» **ENTRIES PROVIDED**
------------------------
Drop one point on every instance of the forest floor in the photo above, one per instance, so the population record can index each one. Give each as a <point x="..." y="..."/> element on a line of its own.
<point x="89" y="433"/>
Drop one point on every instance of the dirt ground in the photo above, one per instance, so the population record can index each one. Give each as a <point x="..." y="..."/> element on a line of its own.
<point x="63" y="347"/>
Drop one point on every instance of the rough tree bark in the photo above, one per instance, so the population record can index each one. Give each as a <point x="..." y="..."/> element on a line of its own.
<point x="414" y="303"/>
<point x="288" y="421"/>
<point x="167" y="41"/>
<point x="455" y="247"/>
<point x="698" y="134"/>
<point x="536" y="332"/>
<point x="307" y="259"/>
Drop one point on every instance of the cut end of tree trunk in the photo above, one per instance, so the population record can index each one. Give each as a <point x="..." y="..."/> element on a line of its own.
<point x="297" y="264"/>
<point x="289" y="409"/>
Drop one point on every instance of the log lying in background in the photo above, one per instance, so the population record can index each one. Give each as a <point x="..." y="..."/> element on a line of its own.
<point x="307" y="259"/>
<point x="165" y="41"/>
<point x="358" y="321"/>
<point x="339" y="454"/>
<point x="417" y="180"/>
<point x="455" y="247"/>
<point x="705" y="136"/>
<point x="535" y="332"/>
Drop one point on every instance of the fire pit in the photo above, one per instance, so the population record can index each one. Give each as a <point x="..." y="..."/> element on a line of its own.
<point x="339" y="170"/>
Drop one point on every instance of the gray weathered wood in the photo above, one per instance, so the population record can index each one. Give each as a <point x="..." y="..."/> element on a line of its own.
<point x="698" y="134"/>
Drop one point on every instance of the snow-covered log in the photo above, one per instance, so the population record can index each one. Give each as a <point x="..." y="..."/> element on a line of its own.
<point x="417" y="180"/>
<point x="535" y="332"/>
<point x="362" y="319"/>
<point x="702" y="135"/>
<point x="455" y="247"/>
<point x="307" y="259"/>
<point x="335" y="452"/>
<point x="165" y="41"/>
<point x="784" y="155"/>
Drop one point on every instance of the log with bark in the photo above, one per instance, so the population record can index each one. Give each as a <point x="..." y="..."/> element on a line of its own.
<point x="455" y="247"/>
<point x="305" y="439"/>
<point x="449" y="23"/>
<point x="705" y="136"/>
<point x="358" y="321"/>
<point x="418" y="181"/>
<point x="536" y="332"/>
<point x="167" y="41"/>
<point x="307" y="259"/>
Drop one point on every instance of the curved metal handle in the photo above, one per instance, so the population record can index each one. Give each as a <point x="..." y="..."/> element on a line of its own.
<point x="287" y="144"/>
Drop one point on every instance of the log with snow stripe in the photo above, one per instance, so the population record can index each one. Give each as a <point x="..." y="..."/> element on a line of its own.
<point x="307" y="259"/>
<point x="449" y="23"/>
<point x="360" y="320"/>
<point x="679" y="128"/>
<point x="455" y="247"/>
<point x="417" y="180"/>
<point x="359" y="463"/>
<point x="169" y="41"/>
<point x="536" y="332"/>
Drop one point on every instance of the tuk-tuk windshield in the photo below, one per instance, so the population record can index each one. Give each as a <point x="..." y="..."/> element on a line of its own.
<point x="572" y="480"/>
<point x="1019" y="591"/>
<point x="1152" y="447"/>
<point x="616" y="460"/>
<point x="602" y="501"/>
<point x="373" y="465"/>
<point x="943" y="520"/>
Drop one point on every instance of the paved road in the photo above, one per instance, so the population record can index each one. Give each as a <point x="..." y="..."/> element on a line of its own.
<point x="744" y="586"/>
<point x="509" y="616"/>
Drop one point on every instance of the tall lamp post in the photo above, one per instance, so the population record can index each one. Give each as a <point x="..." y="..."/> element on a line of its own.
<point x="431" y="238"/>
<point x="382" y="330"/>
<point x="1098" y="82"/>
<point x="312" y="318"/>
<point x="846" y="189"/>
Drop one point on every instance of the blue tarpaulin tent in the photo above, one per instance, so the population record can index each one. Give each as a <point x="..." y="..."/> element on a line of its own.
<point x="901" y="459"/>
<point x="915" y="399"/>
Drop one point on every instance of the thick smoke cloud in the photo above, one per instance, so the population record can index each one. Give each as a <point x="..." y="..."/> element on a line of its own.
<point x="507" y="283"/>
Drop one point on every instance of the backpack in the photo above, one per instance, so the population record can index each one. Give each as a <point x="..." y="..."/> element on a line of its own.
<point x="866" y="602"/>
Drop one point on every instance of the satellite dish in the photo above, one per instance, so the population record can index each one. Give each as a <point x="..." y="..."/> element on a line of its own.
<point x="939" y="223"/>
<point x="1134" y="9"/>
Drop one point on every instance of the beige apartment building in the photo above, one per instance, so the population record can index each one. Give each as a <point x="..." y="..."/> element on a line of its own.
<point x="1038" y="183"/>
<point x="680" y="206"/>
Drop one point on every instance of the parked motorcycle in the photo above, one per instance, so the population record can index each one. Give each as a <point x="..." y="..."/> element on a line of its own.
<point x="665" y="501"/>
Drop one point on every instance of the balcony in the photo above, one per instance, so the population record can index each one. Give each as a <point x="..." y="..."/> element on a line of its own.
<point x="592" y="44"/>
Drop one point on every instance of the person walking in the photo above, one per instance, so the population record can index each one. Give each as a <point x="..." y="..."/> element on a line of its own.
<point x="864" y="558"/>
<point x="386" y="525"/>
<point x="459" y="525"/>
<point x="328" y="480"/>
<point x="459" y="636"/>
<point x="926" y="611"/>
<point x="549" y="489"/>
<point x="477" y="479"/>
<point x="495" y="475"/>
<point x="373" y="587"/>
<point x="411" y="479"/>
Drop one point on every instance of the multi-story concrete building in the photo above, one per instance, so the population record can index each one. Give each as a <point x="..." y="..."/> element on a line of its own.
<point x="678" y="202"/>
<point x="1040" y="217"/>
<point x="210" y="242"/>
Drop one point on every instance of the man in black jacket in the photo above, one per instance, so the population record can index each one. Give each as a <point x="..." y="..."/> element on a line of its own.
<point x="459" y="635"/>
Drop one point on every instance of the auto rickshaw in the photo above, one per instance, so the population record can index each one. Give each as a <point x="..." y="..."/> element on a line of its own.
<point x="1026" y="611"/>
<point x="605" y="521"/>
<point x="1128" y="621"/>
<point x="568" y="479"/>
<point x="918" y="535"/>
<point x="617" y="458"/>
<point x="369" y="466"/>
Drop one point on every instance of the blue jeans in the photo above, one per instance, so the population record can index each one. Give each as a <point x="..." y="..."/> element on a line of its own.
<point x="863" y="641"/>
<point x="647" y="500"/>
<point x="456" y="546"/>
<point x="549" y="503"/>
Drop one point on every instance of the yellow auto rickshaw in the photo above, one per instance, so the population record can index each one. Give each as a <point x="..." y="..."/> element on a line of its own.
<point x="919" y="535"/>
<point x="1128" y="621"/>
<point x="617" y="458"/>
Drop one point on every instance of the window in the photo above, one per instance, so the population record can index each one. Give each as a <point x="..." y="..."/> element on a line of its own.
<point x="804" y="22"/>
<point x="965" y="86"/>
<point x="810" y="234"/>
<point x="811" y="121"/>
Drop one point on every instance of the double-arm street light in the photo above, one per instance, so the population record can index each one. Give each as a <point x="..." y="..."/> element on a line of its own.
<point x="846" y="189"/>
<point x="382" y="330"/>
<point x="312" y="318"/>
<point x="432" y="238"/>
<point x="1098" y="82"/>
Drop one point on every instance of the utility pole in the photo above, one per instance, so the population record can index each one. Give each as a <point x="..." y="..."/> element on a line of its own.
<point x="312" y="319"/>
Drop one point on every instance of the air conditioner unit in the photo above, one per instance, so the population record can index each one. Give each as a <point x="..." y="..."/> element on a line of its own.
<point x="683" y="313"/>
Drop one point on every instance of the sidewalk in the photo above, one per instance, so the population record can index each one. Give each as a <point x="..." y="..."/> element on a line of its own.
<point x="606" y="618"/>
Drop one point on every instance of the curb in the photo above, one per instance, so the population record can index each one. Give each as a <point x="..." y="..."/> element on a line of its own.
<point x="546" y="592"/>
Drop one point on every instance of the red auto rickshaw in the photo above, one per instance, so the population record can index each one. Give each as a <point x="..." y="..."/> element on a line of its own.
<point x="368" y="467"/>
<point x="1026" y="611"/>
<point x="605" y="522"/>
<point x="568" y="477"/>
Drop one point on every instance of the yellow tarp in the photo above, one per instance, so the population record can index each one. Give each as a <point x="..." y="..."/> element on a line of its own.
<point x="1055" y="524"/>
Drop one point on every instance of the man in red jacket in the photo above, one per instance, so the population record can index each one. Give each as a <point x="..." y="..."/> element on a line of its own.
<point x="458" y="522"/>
------------------------
» **WORK TO BE COMPLETED**
With the line containing "Drop one point on every instance of the air" as the first and the last line of the records as the final one, print exactly the lines in that span.

» **RESPONSE BELOW**
Drop one point on every instance of the air conditioner unit in the photo above, one per instance, so the population record can index each one. Give each as a <point x="..." y="..."/> element on a line of its own.
<point x="683" y="313"/>
Drop one point on every instance of the sidewalk in the photo above, one per instance, so the population record can index each one. Give each as a <point x="..." y="..."/> element on a line of its own.
<point x="606" y="618"/>
Drop one point on every instance of the curb in the photo above, one per instance, so the population record can index each one. Give each as a <point x="..." y="..."/> element on a line of its own.
<point x="546" y="592"/>
Drop one point on every instance of the red auto rickshaw in the photo above, one per instance, so the population record can index each one. Give each as a <point x="..." y="..."/> element on a line of its own.
<point x="368" y="467"/>
<point x="1026" y="611"/>
<point x="605" y="522"/>
<point x="568" y="477"/>
Drop one point on every instance of the yellow tarp in the photo above, one per instance, so the population record can index each one. Give each as a <point x="..." y="..."/> element on a line of its own.
<point x="1055" y="524"/>
Drop one point on every instance of the man in red jacket in the photo above, one per instance, so the population record can index each one. Give each as a <point x="..." y="..."/> element on a line of its own.
<point x="458" y="522"/>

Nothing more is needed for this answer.